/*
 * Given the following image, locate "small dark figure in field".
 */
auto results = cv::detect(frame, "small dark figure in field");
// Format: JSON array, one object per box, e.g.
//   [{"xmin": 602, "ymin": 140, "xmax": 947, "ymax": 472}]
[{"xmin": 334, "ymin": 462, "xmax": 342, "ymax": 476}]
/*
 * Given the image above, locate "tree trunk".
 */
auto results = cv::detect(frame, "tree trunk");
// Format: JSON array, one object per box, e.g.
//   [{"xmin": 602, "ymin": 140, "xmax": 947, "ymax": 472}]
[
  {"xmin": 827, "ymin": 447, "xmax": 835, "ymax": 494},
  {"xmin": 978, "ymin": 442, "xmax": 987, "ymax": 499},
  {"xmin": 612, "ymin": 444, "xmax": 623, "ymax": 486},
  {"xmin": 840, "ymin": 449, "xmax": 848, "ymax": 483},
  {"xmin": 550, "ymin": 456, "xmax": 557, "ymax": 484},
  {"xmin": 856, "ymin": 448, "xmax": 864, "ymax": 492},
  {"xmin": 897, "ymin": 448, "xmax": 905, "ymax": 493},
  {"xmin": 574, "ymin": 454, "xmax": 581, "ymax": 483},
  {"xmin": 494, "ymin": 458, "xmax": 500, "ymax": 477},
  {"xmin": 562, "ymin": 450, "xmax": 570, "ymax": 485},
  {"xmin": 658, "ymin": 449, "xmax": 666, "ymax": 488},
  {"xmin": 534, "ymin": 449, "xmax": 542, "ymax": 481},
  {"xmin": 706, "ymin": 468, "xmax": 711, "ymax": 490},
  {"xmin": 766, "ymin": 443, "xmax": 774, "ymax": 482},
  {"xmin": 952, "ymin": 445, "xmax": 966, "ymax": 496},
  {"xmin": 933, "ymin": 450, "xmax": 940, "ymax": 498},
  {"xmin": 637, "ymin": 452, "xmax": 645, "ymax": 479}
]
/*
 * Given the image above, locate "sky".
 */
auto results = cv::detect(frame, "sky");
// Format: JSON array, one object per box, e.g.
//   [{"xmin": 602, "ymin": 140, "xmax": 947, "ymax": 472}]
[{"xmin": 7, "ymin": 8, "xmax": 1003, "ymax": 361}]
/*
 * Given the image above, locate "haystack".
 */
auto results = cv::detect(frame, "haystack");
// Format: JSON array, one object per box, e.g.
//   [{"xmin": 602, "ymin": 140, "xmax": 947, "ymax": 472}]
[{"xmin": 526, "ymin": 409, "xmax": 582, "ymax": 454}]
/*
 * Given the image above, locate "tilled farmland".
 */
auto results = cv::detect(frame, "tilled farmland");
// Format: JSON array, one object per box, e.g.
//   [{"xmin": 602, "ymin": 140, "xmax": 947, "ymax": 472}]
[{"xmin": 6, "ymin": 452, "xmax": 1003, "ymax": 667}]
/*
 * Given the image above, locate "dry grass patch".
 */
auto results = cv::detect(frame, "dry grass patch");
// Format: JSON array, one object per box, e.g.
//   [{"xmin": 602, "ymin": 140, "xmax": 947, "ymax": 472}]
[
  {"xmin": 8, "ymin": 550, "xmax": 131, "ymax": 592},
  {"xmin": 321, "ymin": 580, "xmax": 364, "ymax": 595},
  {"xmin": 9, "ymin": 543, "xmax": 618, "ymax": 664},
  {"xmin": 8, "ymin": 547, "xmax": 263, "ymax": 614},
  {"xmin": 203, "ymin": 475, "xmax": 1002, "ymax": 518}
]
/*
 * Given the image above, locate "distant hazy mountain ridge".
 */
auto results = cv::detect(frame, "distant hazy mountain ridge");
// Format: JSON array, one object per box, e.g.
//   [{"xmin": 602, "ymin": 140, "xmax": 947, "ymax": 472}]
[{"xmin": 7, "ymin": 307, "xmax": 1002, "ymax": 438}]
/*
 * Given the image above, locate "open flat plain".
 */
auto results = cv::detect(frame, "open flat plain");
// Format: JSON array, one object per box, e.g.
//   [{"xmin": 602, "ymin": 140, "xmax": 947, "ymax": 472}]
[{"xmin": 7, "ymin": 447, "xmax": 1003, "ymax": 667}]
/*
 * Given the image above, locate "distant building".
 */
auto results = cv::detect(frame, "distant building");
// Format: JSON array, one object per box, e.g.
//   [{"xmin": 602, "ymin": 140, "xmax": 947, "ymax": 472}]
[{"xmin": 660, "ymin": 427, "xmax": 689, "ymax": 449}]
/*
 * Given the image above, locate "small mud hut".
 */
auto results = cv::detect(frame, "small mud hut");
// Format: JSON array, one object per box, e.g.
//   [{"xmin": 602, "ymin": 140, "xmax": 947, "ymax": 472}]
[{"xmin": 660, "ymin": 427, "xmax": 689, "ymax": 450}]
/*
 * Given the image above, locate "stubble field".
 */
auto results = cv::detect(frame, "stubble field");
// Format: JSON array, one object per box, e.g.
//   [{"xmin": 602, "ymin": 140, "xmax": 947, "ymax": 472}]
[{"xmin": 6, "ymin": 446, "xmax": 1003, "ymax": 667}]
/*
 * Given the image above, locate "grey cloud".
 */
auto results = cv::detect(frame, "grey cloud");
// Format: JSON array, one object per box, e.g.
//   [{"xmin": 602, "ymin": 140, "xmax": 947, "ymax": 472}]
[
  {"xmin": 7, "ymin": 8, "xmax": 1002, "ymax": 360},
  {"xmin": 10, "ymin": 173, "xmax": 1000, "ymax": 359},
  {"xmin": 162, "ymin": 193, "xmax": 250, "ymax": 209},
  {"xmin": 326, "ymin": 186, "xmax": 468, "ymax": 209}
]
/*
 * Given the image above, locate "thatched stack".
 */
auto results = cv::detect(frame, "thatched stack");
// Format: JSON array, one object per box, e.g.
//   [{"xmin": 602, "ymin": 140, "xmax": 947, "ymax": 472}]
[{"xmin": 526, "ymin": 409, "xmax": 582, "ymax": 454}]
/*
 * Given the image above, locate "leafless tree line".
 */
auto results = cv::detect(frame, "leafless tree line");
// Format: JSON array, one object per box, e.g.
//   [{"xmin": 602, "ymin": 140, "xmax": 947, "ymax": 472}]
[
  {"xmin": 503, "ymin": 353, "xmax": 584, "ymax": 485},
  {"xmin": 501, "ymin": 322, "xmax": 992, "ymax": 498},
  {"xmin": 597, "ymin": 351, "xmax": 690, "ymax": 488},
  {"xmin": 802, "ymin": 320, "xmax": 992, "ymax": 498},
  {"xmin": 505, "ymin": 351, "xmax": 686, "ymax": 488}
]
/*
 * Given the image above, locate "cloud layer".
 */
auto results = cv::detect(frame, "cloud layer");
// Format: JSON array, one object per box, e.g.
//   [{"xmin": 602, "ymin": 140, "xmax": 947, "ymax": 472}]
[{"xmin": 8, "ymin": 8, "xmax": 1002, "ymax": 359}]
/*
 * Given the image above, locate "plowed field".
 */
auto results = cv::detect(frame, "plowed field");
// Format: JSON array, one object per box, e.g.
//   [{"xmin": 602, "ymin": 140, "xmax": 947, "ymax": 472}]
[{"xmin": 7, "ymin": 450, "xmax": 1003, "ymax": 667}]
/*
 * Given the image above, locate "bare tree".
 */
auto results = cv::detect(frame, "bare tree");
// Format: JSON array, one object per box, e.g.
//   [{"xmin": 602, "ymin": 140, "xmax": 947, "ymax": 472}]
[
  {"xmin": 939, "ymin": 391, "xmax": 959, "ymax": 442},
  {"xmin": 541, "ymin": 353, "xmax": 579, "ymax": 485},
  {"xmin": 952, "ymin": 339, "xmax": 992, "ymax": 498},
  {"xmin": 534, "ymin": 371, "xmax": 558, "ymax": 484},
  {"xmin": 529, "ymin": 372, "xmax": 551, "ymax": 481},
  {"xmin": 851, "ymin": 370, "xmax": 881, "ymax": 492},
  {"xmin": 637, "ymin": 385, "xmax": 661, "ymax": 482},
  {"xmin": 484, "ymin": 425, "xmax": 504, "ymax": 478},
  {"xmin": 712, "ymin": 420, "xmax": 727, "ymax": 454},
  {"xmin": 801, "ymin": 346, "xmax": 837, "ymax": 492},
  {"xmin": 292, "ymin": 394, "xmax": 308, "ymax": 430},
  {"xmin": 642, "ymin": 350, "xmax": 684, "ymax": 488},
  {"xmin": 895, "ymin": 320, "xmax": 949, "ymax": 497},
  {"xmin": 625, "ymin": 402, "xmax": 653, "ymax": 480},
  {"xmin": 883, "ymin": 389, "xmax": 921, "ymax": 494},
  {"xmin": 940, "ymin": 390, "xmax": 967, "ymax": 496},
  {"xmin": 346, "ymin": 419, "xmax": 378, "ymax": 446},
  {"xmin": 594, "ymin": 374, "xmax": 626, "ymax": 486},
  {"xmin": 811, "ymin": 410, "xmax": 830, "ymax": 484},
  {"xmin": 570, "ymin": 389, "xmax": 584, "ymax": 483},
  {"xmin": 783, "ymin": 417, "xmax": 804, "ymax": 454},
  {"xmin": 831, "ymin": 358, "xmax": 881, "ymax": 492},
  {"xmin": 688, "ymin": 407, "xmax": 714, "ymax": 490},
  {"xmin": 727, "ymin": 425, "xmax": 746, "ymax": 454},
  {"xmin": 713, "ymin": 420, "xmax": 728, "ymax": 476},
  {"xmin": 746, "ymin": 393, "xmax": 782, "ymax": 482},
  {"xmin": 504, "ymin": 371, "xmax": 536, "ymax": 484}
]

TASK TO COMPLETE:
When the entries above show the word "flat" in a line, copy that line out.

ANSWER TO THIS TASK:
 * Given the image above, locate "open flat plain".
auto results = cv::detect(frame, "open flat plain");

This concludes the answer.